§ Travail demandé
**a.** Traduisez en anglais la phrase suivante de l'extrait sur le spectacle Un Poulpe peuple la ville : « Le travail de mise en corps a commencé en juillet. »
**b.** Reprenez l'extrait sur le spectacle Un Poulpe peuple la ville à partir de sa dernière phrase et écrivez-en la suite.

En mars, les comédiens et comédiennes étaient en plein « travail à la table ». Ils s’exerçaient sur trois textes de Jeanne Benameur afin de s’initier à son langage. Le travail de mise en corps a commencé en juillet.

Dans le sillage de César doit mourir des frères Taviani, dont les rôles sont interprétés par des détenus guidés par le metteur en scène Fabio Cavalli, du spectacle Un Poulpe peuple la ville naîtra également un long métrage. Cette création à part entière prendra la forme d’un docu-fiction à l’ancienne et répondra à un désir que Massimo Dean possède depuis 20 ans. Pour ce faire, la compagnie a fait appel à Mélanie Schaan et Corentin Leconte. « Ils verront comment construire un scénario à partir du texte de Jeanne Benameur », indique-t-elle. « Ils viendront parfois nous filmer, et d’autres fois, ils prendront des scènes qu’on rejouera dans des endroits de Rennes. » Le poulpe étendra ainsi ses longs tentacules à plusieurs endroits de la capitale bretonne, véritable terrain de jeu de Kali & Co. Et prochainement, ce sera à la prison Jacques Cartier. Malheureusement la représentation du dimanche 10 septembre est déjà complète, mais il reste encore des places pour samedi 7 septembre, à 17h. Attention la jauge est limitée.

§ Données fournies
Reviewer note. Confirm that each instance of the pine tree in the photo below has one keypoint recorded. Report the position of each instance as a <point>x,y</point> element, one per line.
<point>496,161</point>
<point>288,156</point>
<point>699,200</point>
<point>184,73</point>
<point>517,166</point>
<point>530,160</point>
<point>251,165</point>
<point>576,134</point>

§ Réponses par consigne
**a.** The physical staging work began in July.

**b.**
À l’instar de sa présence à la prison Jacques Cartier, le poulpe compte aussi déployer ses tentacules dans le quartier de La Courrouze afin de rendre accessible son repaire, en écho avec la ligne directrice de sa compagnie. Lieu d’accueil du spectacle Buffet à vif de Pierre Meunier, Marguerite Bordat et Raphaël Cottin, l’invitation a permis de mettre un premier pied dans l’antre du poulpe, mais le laboratoire de l’octopode n’est pas voué à devenir un lieu d’accueil et de programmation. « Il existe d’autres espaces pour ça. La centrifugeuse a vocation à accueillir des initiatives ou des événements qu’on organise par rapport à un public ciblé et en lien avec notre projet. » Tous les mardis matins, le lieu accueille notamment Breizh Insertion Sport et Colin Phillebeaux, éducateur sportif détaché 6h par semaine, dans le but de proposer un laboratoire de musique avec le quartier. L’après-midi sera dédiée à la répétition pour que la population du quartier ait un endroit avec du matériel où pratiquer de la musique.

Samedi 7 septembre 023, La Centrifugeuse du poulpe, à la prison Jacques Cartier, 15h et 17h.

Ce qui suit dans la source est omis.